======== MATERIAL TO PROCESS ========

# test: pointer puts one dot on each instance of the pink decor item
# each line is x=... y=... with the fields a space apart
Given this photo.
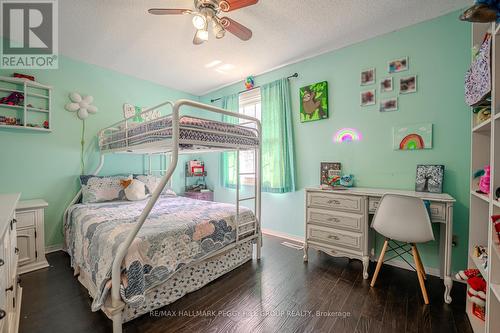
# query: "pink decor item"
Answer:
x=484 y=181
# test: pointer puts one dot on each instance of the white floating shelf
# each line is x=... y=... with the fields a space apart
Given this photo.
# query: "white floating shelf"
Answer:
x=484 y=127
x=479 y=265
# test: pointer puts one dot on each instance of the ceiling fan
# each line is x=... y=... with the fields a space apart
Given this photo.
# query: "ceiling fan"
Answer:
x=207 y=12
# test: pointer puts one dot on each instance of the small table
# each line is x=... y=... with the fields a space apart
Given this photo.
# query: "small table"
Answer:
x=205 y=196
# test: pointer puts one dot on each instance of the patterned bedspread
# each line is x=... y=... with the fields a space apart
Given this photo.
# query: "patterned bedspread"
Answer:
x=177 y=232
x=191 y=128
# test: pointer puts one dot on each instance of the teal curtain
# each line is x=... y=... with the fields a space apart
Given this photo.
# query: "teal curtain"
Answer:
x=228 y=160
x=278 y=163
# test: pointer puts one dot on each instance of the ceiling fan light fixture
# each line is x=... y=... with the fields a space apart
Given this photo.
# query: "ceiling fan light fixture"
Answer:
x=218 y=30
x=199 y=21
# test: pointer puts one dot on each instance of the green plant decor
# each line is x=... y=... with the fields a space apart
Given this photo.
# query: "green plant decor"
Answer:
x=314 y=102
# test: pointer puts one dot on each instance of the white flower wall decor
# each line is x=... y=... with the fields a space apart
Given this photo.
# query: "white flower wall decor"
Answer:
x=81 y=105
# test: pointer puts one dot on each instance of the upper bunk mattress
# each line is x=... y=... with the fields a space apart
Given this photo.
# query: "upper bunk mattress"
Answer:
x=178 y=232
x=202 y=131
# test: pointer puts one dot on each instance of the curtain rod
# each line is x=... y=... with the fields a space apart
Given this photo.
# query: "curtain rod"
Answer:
x=288 y=77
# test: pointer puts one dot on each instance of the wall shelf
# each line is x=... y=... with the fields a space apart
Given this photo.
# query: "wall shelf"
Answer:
x=36 y=106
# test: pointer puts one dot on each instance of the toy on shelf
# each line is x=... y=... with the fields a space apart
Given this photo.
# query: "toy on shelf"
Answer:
x=496 y=225
x=476 y=291
x=467 y=274
x=14 y=98
x=24 y=76
x=347 y=180
x=484 y=180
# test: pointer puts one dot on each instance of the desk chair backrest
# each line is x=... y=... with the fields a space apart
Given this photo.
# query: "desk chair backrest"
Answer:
x=403 y=218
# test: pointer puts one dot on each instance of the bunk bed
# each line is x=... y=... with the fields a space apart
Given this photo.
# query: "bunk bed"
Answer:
x=107 y=263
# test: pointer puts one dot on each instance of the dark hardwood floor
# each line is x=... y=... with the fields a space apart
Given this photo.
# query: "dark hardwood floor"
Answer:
x=273 y=295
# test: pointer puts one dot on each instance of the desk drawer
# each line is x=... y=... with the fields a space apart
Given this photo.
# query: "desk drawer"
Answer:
x=350 y=203
x=335 y=237
x=335 y=219
x=438 y=210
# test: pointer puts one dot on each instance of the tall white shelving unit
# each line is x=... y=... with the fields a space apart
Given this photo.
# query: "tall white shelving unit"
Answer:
x=485 y=150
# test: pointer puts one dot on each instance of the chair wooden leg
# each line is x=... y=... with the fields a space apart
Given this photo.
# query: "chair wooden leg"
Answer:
x=420 y=265
x=419 y=274
x=379 y=263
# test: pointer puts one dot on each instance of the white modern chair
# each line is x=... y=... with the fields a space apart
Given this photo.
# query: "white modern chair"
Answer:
x=403 y=219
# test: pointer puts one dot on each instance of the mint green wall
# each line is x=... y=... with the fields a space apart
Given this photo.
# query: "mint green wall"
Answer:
x=439 y=52
x=46 y=165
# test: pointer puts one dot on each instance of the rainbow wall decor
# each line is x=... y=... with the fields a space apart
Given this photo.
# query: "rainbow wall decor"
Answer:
x=347 y=135
x=413 y=137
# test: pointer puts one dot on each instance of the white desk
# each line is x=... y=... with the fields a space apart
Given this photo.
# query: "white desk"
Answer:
x=337 y=224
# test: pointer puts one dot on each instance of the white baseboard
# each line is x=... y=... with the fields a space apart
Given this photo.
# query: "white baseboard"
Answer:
x=284 y=235
x=53 y=248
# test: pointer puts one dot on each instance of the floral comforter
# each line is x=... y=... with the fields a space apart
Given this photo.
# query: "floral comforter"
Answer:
x=177 y=232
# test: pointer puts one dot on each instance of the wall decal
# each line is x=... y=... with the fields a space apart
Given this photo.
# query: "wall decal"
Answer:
x=347 y=135
x=314 y=102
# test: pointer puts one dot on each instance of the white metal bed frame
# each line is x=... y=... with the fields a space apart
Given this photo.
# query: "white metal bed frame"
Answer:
x=173 y=147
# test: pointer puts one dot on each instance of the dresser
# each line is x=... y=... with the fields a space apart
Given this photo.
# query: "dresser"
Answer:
x=30 y=235
x=10 y=290
x=337 y=223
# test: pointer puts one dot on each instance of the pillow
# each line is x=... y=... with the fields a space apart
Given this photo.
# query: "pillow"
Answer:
x=101 y=189
x=134 y=189
x=151 y=183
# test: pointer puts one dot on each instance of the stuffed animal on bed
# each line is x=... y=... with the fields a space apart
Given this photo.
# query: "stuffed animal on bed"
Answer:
x=134 y=189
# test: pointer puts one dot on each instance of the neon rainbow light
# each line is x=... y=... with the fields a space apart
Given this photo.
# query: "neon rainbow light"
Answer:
x=347 y=135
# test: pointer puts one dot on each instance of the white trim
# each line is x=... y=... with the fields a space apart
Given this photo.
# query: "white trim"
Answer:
x=283 y=235
x=53 y=248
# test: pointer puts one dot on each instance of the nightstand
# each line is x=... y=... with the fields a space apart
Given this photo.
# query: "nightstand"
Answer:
x=30 y=235
x=206 y=196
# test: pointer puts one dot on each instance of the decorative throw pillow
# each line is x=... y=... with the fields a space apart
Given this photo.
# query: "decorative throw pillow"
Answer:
x=134 y=189
x=151 y=183
x=101 y=189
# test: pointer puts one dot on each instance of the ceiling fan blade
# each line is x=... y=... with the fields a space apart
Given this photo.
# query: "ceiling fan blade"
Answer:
x=236 y=28
x=229 y=5
x=171 y=11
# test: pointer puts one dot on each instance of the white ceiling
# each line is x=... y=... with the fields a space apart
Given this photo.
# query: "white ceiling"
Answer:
x=120 y=35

========

▶ _THE PROBLEM_
Where an entry contains an image, skip the image and write out the rest exactly.

▶ _TASK SOLUTION_
# test: pointer puts one dot on each instance of the pink decor item
# each line is x=... y=... with the fields a space apart
Given this photo.
# query: "pink decor item"
Answer:
x=484 y=181
# test: pointer puts one dot on each instance of the white floating shelf
# each line is x=... y=... with the fields a space apart
Given this photo.
# query: "white floating shelf"
Answer:
x=484 y=127
x=479 y=265
# test: pointer puts one dot on each instance of the ceiling fan
# each line is x=... y=... with the fields a space apart
Given this photo.
# query: "ceiling fan"
Answer:
x=207 y=12
# test: pointer puts one dot on each instance of the small table
# each line is x=... y=... with the fields a space apart
Given this photo.
# query: "small table"
Answer:
x=205 y=196
# test: pointer puts one dot on each instance of the patterned bedspread
# each line is x=... y=... with the fields a space apart
Given this photo.
# query: "patterned bedspread"
Answer:
x=177 y=232
x=191 y=128
# test: pointer puts one dot on each instance of the teal curtain
# each line is x=... y=... with the fields a space apart
Given this photo.
# query: "teal curtain"
Answer:
x=228 y=160
x=278 y=163
# test: pointer puts one dot on each instance of the ceiling fan light fixture
# each line is x=... y=... with the fields a space apart
Given this photo.
# query: "ceiling fan light fixture"
Answer:
x=218 y=30
x=199 y=21
# test: pointer puts one dot on each instance of the green plant decor
# each line is x=... y=... with the fields a space apart
Given this photo.
# query: "green plant decor"
Answer:
x=314 y=102
# test: pointer puts one dot on each instance of the white flower wall decor
# each line is x=... y=... with the fields a space apart
Given this photo.
# query: "white flower wall decor"
Answer:
x=81 y=105
# test: pointer puts one dot on each instance of the upper bunk mattress
# each line is x=... y=... with the fields a space apart
Given this photo.
# query: "upper bunk mattress"
Answer:
x=178 y=232
x=202 y=131
# test: pointer puts one dot on each instance of the curtain rod
# each line is x=... y=... with the fields a space apart
Given this photo.
# query: "curtain rod"
Answer:
x=288 y=77
# test: pointer puts one dot on each instance of the wall shelf
# each line is x=... y=... with the fields a space apart
Given this photo.
# query: "wall shelf"
Answer:
x=36 y=106
# test: pointer puts one dot on each instance of the toy on shelf
# each line is x=... y=... with the fields a space apart
Given this photo.
# query: "toy on shelf"
Answer:
x=496 y=225
x=476 y=291
x=467 y=274
x=14 y=98
x=24 y=76
x=347 y=180
x=484 y=180
# test: pointer puts one dot on each instance of the desk chair backrest
# each line is x=... y=... with the fields a space apart
Given this photo.
# query: "desk chair backrest"
Answer:
x=403 y=218
# test: pointer puts one dot on each instance of the bunk bed
# each line is x=... y=... with the fields a space apart
Given this photo.
# query: "bunk bed"
Answer:
x=107 y=263
# test: pointer puts one dot on each instance of the dark hardwood floor
# each line is x=... y=... with the fields a space apart
Given this photo.
# query: "dark hardwood floor"
Answer:
x=273 y=295
# test: pointer puts one dot on each instance of the desk drawer
# each line is x=... y=... with the fields a space apart
Given this photo.
# query: "desk drawer"
Answer:
x=350 y=203
x=335 y=237
x=335 y=219
x=438 y=210
# test: pointer puts one dot on each instance of the tall white shelving unit
# each line is x=... y=... with the fields a space apart
Given this photo.
# query: "tall white shelving unit"
Answer:
x=485 y=150
# test: pointer puts one dot on each instance of the chair wooden leg
# each line is x=... y=... with the fields a space apart
Given this photo.
# query: "chair wooden leg"
Answer:
x=420 y=265
x=419 y=274
x=379 y=263
# test: pointer puts one dot on each instance of the white modern chair
# each line is x=... y=... with the fields a space apart
Given this photo.
# query: "white modern chair"
Answer:
x=403 y=219
# test: pointer puts one dot on each instance of the mint green wall
# each line is x=... y=... with the fields a space apart
Given this photo.
# query: "mint green wall"
Answer:
x=439 y=52
x=46 y=165
# test: pointer puts one dot on each instance of the rainbow wall decor
# each line is x=... y=... with the fields a space apart
Given this photo.
# query: "rainbow wall decor"
Answer:
x=347 y=135
x=413 y=137
# test: pointer puts one dot on each instance of the white desk
# each line is x=... y=... with the fields a space apart
Given this photo.
# query: "white desk"
Answer:
x=337 y=224
# test: pointer puts one dot on each instance of the white baseboard
# each line is x=... y=... with the fields a space apart
Given this photo.
# query: "white baseboard"
Answer:
x=284 y=235
x=53 y=248
# test: pointer puts one dot on each instance of the floral comforter
# each line is x=... y=... with the fields a space apart
Given this photo.
# query: "floral comforter"
Answer:
x=177 y=232
# test: pointer puts one dot on each instance of the wall decal
# each line is x=... y=... with the fields a space apart
Given this photo.
# query: "wall decal"
Answer:
x=347 y=135
x=314 y=102
# test: pointer puts one dot on each instance of the white metal bed frame
# each line is x=... y=... with the fields a space apart
Given this photo.
# query: "white metal bed frame"
Answer:
x=173 y=147
# test: pointer puts one dot on each instance of the dresser
# each line is x=... y=... with the fields a space apart
Given this photo.
# query: "dresser"
Answer:
x=30 y=235
x=10 y=290
x=337 y=223
# test: pointer puts one dot on each instance of the pillow
# each line is x=... y=... with the fields a space apart
Given this photo.
# query: "pillow"
Answer:
x=101 y=189
x=134 y=189
x=151 y=183
# test: pointer puts one dot on each instance of the stuffed animal on bed
# each line is x=... y=... with the fields a space apart
Given this photo.
# query: "stuffed animal on bed"
Answer:
x=134 y=189
# test: pointer puts one dot on each instance of the neon rainbow light
# each line is x=... y=... with the fields a space apart
Given this photo.
# query: "neon rainbow light"
Answer:
x=347 y=135
# test: pointer puts one dot on each instance of the white trim
# each line is x=... y=... with the fields a space apart
Given this photo.
# query: "white trim"
Answer:
x=283 y=235
x=53 y=248
# test: pointer puts one dot on each instance of the nightstand
# each line is x=... y=... with the fields a space apart
Given this photo.
# query: "nightstand"
Answer:
x=30 y=235
x=206 y=196
# test: pointer puts one dot on each instance of the decorative throw pillow
# each line is x=... y=... with the fields a space apart
Given this photo.
# query: "decorative throw pillow"
Answer:
x=134 y=189
x=151 y=183
x=101 y=189
# test: pointer puts one dot on each instance of the ceiling fan blade
# each line is x=... y=... with the fields a space apart
Given this photo.
# query: "ceiling fan blade"
Answer:
x=236 y=28
x=229 y=5
x=171 y=11
# test: pointer puts one dot on each instance of the white ceiling
# each line is x=... y=... with the fields a space apart
Given this photo.
# query: "white ceiling"
Answer:
x=120 y=35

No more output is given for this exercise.